• [Stored data entries]
-- Opening Marker --

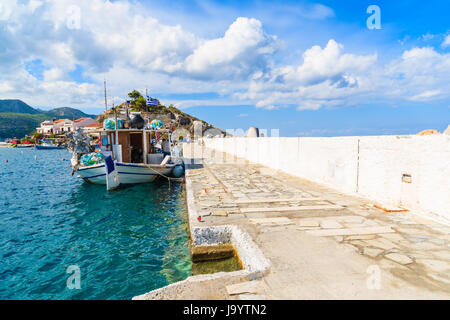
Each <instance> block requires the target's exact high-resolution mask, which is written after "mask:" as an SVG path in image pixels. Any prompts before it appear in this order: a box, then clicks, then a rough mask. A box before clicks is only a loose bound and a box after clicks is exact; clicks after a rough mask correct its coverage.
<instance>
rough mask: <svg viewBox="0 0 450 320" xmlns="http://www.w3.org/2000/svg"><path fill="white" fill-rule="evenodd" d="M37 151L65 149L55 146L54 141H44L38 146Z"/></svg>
mask: <svg viewBox="0 0 450 320" xmlns="http://www.w3.org/2000/svg"><path fill="white" fill-rule="evenodd" d="M36 149H38V150H52V149H64V147H63V146H58V145H55V144H54V143H53V141H52V140H42V143H41V144H36Z"/></svg>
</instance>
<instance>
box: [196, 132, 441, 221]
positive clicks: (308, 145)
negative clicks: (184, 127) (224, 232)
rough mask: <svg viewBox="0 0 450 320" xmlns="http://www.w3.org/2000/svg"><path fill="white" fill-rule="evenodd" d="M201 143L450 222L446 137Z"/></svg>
mask: <svg viewBox="0 0 450 320" xmlns="http://www.w3.org/2000/svg"><path fill="white" fill-rule="evenodd" d="M204 142H205V146H207V147H209V148H212V149H216V150H220V151H224V152H227V153H228V154H231V155H235V156H238V157H241V158H244V159H247V160H250V161H252V162H255V163H260V164H262V165H266V166H268V167H271V168H273V169H277V170H281V171H284V172H287V173H289V174H292V175H295V176H298V177H301V178H305V179H308V180H311V181H315V182H318V183H321V184H325V185H328V186H330V187H333V188H335V189H337V190H340V191H343V192H346V193H355V192H357V193H358V194H360V195H363V196H365V197H368V198H371V199H373V200H375V201H379V202H382V203H386V204H391V205H395V206H402V207H405V208H408V209H416V210H422V211H427V212H433V213H436V214H439V215H442V216H445V217H447V218H449V219H450V136H449V135H429V136H416V135H410V136H371V137H333V138H245V137H236V138H212V139H204ZM358 144H359V153H358ZM358 154H359V161H358ZM358 162H359V163H358ZM404 173H406V174H410V175H411V178H412V182H411V183H406V182H403V181H402V175H403V174H404Z"/></svg>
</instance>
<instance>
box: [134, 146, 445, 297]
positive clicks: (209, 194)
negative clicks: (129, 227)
mask: <svg viewBox="0 0 450 320" xmlns="http://www.w3.org/2000/svg"><path fill="white" fill-rule="evenodd" d="M193 147H194V144H192V143H191V144H189V145H186V146H185V150H184V154H185V157H186V163H188V162H189V159H193V158H203V162H202V163H201V164H195V165H190V164H188V165H187V168H186V195H187V199H186V200H187V203H188V217H189V232H190V235H191V240H192V245H193V246H192V247H195V246H196V245H200V246H201V245H206V246H211V248H212V247H213V246H214V245H215V244H223V243H232V244H233V245H234V246H235V248H236V251H237V252H238V254H239V258H241V260H242V262H243V264H244V266H245V269H244V270H240V271H234V272H228V273H227V272H218V273H213V274H205V275H198V276H191V277H188V278H187V279H185V280H183V281H180V282H175V283H172V284H170V285H168V286H165V287H162V288H159V289H156V290H153V291H150V292H147V293H144V294H141V295H138V296H135V297H134V298H133V299H134V300H151V299H188V300H191V299H225V300H235V299H336V298H340V299H355V298H357V299H389V298H395V299H398V298H404V299H411V298H414V299H418V298H421V299H436V298H440V299H442V298H450V290H449V288H448V284H447V282H446V281H448V280H446V278H445V276H444V277H442V276H439V275H438V274H439V268H441V270H442V268H444V266H449V268H450V258H449V257H448V256H447V255H446V254H445V251H446V250H447V249H446V248H447V243H448V241H449V240H448V239H447V238H448V236H446V234H448V233H450V228H449V227H448V226H445V225H442V224H439V223H437V222H435V221H431V220H427V219H424V218H423V217H421V216H419V215H416V214H414V212H408V213H406V214H405V213H404V212H401V213H391V214H389V215H387V214H385V213H384V212H383V211H382V210H380V209H377V208H375V207H373V205H372V204H373V203H372V202H371V201H370V200H369V199H364V198H362V197H355V196H351V195H348V194H344V193H342V192H339V191H337V190H335V189H331V188H329V187H326V186H324V185H319V184H317V183H314V182H311V181H307V180H304V179H300V178H298V177H294V176H291V175H288V174H286V173H283V172H279V171H276V170H273V169H270V168H267V167H264V166H262V165H258V164H255V163H251V162H249V161H247V160H244V159H240V161H239V162H238V163H236V162H231V163H227V162H226V161H225V163H223V162H220V161H219V162H215V160H214V158H220V160H223V159H224V158H225V159H227V158H228V159H233V160H236V159H237V158H236V157H235V156H233V155H230V154H226V155H225V154H223V153H222V152H218V151H214V150H212V149H205V148H202V150H201V154H196V155H194V154H193V152H192V151H193ZM198 216H201V220H202V222H199V221H198V220H197V217H198ZM425 235H426V237H428V238H429V239H430V240H432V242H427V241H426V242H425V243H423V244H419V243H417V242H414V241H415V240H414V239H416V238H418V237H424V236H425ZM425 248H426V249H425ZM374 265H375V266H376V267H378V268H380V272H381V275H382V279H383V282H382V283H383V287H382V289H381V290H372V289H371V288H369V287H368V286H367V277H368V276H370V275H369V274H368V273H367V270H369V269H370V267H371V266H374ZM399 270H401V272H400V273H399ZM331 275H333V276H332V277H331V278H330V276H331ZM336 275H338V276H337V277H336ZM444 275H445V273H444Z"/></svg>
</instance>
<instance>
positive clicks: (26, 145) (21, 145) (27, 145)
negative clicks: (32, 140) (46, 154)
mask: <svg viewBox="0 0 450 320" xmlns="http://www.w3.org/2000/svg"><path fill="white" fill-rule="evenodd" d="M33 147H34V144H31V143H30V144H18V145H16V146H15V148H33Z"/></svg>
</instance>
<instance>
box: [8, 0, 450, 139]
mask: <svg viewBox="0 0 450 320" xmlns="http://www.w3.org/2000/svg"><path fill="white" fill-rule="evenodd" d="M372 5H376V6H377V10H378V9H379V15H377V13H378V11H373V10H368V8H369V7H370V6H372ZM370 8H372V7H370ZM374 14H375V16H374ZM449 15H450V2H449V1H446V0H442V1H441V0H434V1H416V0H408V1H406V0H396V1H375V0H371V1H364V0H358V1H350V0H349V1H329V0H325V1H301V0H300V1H262V0H259V1H256V0H251V1H242V0H240V1H233V0H230V1H206V0H196V1H179V0H172V1H149V0H142V1H132V0H120V1H105V0H58V1H46V0H39V1H38V0H24V1H19V0H1V1H0V99H22V100H23V101H25V102H26V103H28V104H29V105H31V106H34V107H39V108H42V109H50V108H52V107H74V108H78V109H80V110H83V111H85V112H87V113H94V114H96V113H100V112H102V111H103V110H104V108H105V106H104V96H103V81H104V80H106V81H107V95H108V107H111V106H112V105H113V104H116V105H117V104H119V103H122V102H123V101H125V100H126V99H127V93H128V92H130V91H132V90H133V89H137V90H140V91H141V93H145V90H146V89H148V91H149V95H150V96H152V97H155V98H158V99H159V100H160V101H161V102H162V103H163V104H166V105H169V104H173V105H175V106H177V107H179V108H180V109H182V110H183V111H184V112H187V113H189V114H192V115H194V116H196V117H198V118H200V119H202V120H205V121H207V122H209V123H211V124H213V125H215V126H217V127H220V128H222V129H243V130H246V129H247V128H248V127H249V126H256V127H258V128H261V129H266V130H268V131H269V132H270V130H271V129H279V134H280V135H281V136H347V135H384V134H414V133H417V132H419V131H421V130H424V129H437V130H439V131H441V132H442V131H443V130H445V128H447V126H448V125H449V123H450V121H449V120H450V23H449V19H448V16H449ZM377 23H378V24H377ZM373 26H378V27H379V28H373Z"/></svg>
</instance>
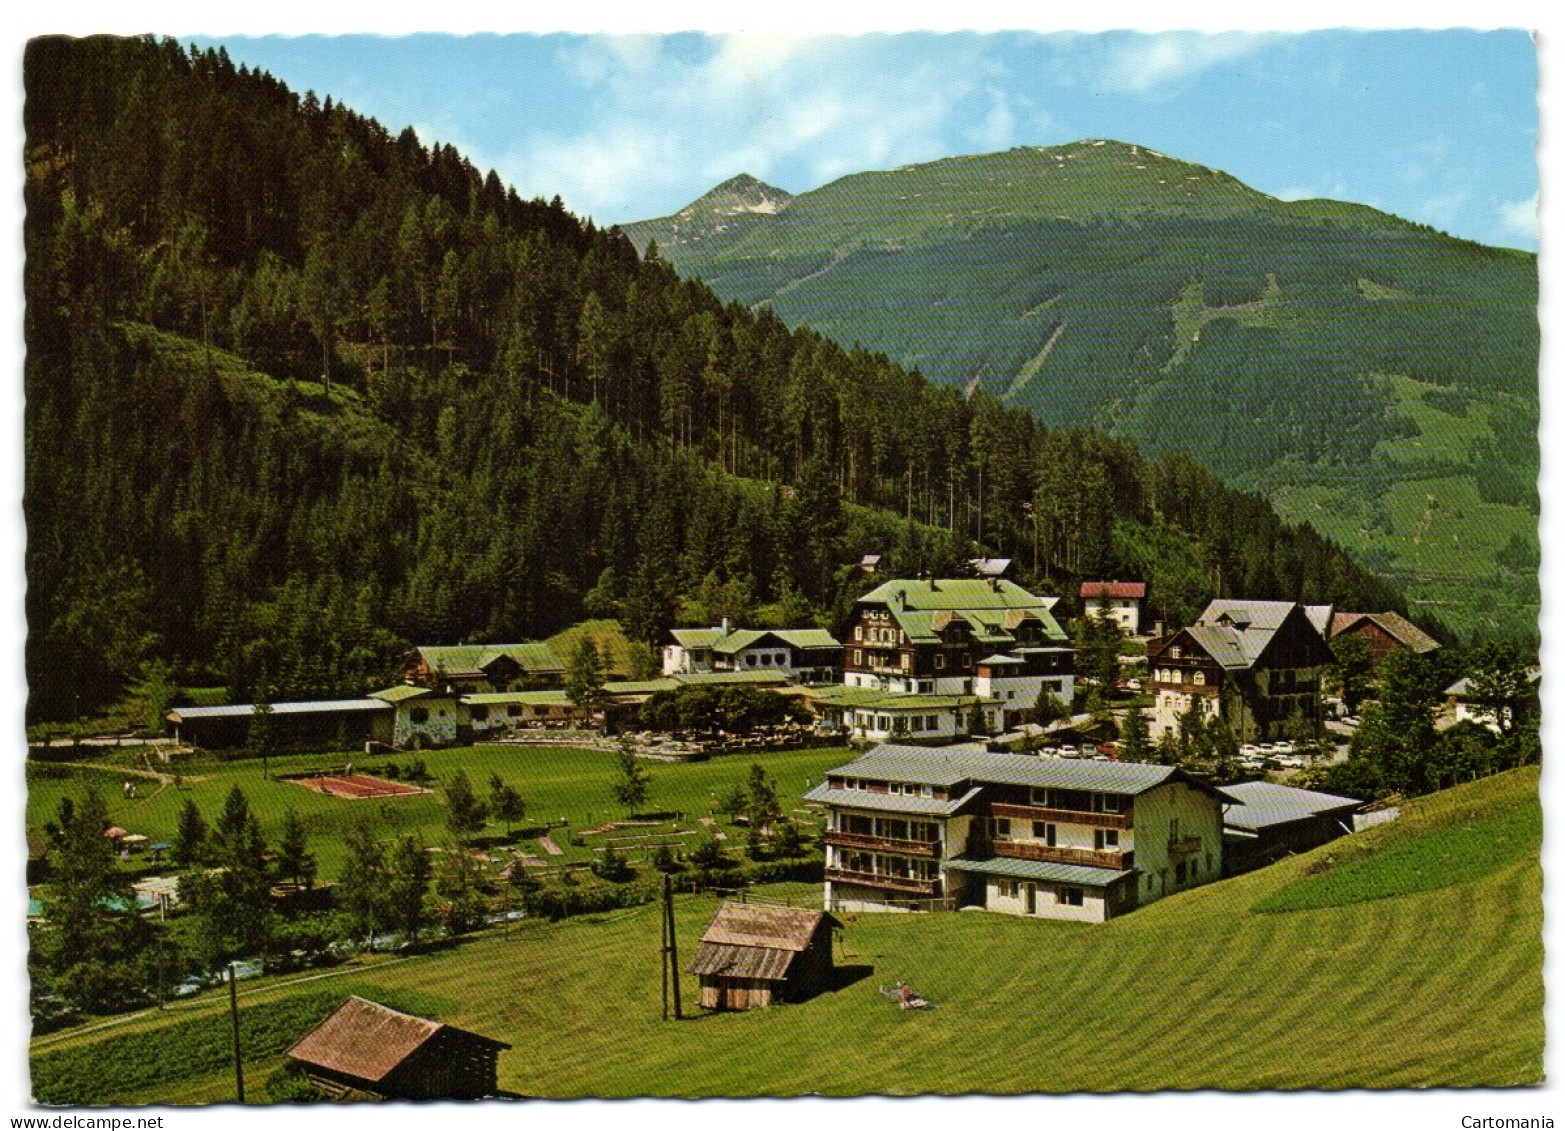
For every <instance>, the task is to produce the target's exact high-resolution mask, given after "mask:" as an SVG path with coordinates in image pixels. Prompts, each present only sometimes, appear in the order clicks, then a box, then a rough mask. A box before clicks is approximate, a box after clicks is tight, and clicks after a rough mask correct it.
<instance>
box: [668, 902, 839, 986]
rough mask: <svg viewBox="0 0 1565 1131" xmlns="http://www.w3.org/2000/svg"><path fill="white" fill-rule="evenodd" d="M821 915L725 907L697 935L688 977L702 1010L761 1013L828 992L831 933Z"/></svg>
mask: <svg viewBox="0 0 1565 1131" xmlns="http://www.w3.org/2000/svg"><path fill="white" fill-rule="evenodd" d="M840 926H842V925H840V923H839V921H837V920H836V918H833V917H831V915H828V914H826V912H822V910H806V909H803V907H768V906H764V904H754V903H725V904H723V906H721V907H718V910H717V917H715V918H714V920H712V923H711V926H707V929H706V934H703V935H701V948H700V950H698V951H696V953H695V959H693V960H692V962H690V973H693V975H696V976H698V978H700V979H701V1007H703V1009H764V1007H765V1006H770V1004H772V1003H773V1001H803V1000H804V998H808V996H811V995H814V993H820V992H822V990H828V989H831V981H833V965H831V932H833V929H839V928H840Z"/></svg>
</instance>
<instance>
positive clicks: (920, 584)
mask: <svg viewBox="0 0 1565 1131" xmlns="http://www.w3.org/2000/svg"><path fill="white" fill-rule="evenodd" d="M898 594H901V596H898ZM903 599H905V601H906V607H908V609H916V610H936V609H948V610H959V612H975V610H980V609H998V610H1005V609H1036V610H1041V612H1045V613H1047V612H1049V609H1050V605H1052V604H1053V601H1052V599H1049V598H1039V596H1036V594H1033V593H1028V591H1027V590H1024V588H1022V587H1020V585H1017V583H1016V582H1008V580H1005V579H1003V577H1000V579H995V580H994V582H992V583H991V582H989V580H983V579H978V577H947V579H936V580H912V579H906V577H901V579H897V580H889V582H886V583H883V585H878V587H875V588H873V590H870V591H869V593H865V594H864V596H862V598H859V604H887V605H889V604H897V602H900V601H903Z"/></svg>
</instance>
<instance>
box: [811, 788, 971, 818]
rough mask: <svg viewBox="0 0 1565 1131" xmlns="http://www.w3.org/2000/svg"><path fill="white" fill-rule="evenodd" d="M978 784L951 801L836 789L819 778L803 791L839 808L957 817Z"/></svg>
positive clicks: (897, 794)
mask: <svg viewBox="0 0 1565 1131" xmlns="http://www.w3.org/2000/svg"><path fill="white" fill-rule="evenodd" d="M980 792H981V790H978V788H977V787H973V788H970V790H967V792H966V793H962V795H961V796H958V798H952V799H950V801H939V799H937V798H919V796H911V795H906V793H869V792H865V790H834V788H831V787H829V785H828V784H826V782H820V784H818V785H815V787H814V788H811V790H809V793H806V795H804V801H818V802H820V804H826V806H837V807H839V809H873V810H875V812H880V813H909V815H912V817H955V815H956V813H959V812H961V810H962V809H964V807H966V806H967V804H969V802H970V801H973V799H975V798H977V796H978V793H980Z"/></svg>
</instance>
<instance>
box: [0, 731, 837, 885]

-- Closing Marker --

• [What to work on]
After locating the line with "For every <instance>, the" above, return that line and every later line through the one with "box: [668, 902, 839, 986]", word for word and with nothing else.

• [Task answer]
For every <instance>, the task is to produce the target's exact high-resolution mask, given after "mask:" as an SVG path with coordinates in image pixels. Prompts, each present only sometimes, appear in the order clicks, then a box, then a rough mask. A box before clicks is approximate, a box after clicks is tight, and clicks after a rough mask correct it.
<instance>
box: [668, 902, 839, 986]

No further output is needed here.